■ WORK INSTRUCTIONS ■
Stop after the line containing "on road shown above."; retype every line of the data before it exactly, starting from the first.

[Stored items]
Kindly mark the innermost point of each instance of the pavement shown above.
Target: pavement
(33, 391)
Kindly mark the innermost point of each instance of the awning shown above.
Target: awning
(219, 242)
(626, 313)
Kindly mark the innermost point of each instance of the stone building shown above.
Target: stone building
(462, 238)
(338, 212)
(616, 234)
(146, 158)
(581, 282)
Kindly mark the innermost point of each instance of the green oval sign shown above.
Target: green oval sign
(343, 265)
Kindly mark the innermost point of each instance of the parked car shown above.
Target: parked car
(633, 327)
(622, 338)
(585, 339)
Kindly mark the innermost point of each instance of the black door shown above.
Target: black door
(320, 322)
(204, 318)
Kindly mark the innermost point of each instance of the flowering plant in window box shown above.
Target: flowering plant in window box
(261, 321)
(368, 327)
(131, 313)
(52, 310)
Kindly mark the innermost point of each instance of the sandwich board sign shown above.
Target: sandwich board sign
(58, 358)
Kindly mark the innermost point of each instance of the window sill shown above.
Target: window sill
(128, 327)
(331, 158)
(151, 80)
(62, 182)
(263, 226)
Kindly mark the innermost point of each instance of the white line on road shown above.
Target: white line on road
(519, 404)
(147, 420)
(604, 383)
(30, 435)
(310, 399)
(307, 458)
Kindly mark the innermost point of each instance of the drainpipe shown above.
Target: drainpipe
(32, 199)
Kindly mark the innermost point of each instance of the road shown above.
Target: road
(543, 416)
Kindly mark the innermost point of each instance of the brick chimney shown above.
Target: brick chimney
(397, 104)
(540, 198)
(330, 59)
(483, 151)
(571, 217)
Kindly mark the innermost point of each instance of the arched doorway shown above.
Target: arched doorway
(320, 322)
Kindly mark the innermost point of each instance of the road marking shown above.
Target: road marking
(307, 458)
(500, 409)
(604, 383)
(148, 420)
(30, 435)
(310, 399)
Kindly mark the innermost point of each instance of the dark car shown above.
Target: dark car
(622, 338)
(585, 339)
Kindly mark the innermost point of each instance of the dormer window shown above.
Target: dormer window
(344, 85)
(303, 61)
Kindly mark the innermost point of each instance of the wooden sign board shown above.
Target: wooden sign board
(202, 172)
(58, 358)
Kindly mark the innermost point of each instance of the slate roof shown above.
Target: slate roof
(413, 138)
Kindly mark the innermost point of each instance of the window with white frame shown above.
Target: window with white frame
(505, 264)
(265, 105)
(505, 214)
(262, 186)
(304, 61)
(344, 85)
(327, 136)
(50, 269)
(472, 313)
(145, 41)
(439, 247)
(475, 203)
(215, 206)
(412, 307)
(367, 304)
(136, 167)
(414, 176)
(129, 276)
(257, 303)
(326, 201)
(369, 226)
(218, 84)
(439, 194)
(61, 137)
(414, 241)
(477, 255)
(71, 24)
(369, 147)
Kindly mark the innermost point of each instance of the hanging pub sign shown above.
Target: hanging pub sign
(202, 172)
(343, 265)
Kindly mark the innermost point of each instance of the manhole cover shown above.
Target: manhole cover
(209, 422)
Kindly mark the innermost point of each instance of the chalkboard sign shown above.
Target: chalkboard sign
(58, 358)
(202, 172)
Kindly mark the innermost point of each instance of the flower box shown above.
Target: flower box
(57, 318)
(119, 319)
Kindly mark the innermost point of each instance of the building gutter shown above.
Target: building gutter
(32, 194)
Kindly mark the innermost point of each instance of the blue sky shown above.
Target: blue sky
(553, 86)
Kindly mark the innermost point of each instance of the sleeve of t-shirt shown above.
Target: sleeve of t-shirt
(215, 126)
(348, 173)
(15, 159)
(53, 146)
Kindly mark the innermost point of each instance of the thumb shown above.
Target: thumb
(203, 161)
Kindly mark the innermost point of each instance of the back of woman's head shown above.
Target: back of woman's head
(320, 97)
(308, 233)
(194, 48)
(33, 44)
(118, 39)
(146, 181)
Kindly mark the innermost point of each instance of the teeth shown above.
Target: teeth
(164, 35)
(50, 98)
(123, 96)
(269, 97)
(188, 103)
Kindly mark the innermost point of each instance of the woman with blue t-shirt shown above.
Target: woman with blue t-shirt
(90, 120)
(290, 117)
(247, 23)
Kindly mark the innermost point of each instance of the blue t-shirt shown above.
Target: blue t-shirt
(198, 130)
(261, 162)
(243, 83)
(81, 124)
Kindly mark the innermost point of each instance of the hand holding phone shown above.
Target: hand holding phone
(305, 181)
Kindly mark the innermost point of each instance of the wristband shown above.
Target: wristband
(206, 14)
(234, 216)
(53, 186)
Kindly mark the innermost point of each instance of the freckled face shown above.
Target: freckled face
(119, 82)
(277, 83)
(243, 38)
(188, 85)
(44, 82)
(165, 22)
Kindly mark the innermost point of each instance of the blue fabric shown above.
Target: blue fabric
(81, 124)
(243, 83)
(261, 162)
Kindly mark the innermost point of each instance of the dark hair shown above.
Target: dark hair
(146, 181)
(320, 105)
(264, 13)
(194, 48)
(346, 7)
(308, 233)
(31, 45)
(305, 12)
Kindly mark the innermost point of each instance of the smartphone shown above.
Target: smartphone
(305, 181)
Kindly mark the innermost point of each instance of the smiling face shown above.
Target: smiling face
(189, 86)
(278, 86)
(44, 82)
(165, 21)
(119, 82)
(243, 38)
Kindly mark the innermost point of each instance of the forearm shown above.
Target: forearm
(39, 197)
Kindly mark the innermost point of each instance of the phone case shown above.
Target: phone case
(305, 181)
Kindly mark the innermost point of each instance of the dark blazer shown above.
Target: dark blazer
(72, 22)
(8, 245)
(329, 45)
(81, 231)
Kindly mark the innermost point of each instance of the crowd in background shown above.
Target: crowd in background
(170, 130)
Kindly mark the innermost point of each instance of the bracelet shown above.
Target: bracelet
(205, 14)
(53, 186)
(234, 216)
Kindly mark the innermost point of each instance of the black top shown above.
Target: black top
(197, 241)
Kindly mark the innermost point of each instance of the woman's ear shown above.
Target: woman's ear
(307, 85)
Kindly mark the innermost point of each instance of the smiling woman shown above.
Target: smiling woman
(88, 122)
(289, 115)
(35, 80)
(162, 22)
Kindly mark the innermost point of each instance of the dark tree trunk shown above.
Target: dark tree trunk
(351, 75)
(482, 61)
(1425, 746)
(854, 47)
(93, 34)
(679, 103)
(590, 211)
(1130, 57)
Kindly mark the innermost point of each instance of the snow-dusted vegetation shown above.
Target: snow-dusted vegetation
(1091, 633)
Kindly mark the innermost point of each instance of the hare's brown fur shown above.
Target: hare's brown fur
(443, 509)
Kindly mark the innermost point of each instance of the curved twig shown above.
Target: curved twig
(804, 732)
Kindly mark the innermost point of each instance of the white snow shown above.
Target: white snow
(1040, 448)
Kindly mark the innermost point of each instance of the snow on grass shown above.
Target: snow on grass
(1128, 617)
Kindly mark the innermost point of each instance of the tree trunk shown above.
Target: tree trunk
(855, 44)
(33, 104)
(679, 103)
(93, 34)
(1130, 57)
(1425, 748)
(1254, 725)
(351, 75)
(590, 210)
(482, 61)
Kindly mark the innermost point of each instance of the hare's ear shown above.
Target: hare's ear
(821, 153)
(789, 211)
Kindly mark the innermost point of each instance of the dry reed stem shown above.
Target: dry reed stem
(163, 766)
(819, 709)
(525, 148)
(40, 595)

■ RESULT FOR THIS TASK ■
Kindly mark the innermost point of each instance of the pavement shown above.
Target: pavement
(33, 391)
Kindly mark the innermost point of each instance of the awning shown above.
Target: awning
(219, 242)
(626, 313)
Kindly mark the innermost point of each instance of the stone building shown above.
Target: stone building
(462, 238)
(338, 212)
(616, 234)
(146, 158)
(581, 282)
Kindly mark the innermost point of each instance of the green oval sign shown above.
Target: green oval sign
(343, 265)
Kindly mark the innermost point of each instance of the parked car shown above.
Target: parked car
(633, 327)
(622, 338)
(585, 339)
Kindly mark the innermost point of each instance of the black door shown above.
Target: black door
(320, 322)
(204, 318)
Kindly mark the innermost point of each instance of the flowering plant in window box shown above.
Target: flowering plant in window box
(261, 321)
(368, 327)
(131, 313)
(52, 310)
Kindly mark the innermost point of each instance of the sandwich board sign shown above.
Target: sandwich board sign
(58, 358)
Kindly mark the innermost point of each instance of the window sill shown above.
Target: window sill
(128, 327)
(331, 158)
(151, 80)
(62, 182)
(263, 226)
Kindly mark the innermost point of each instance of the white line on road shown above.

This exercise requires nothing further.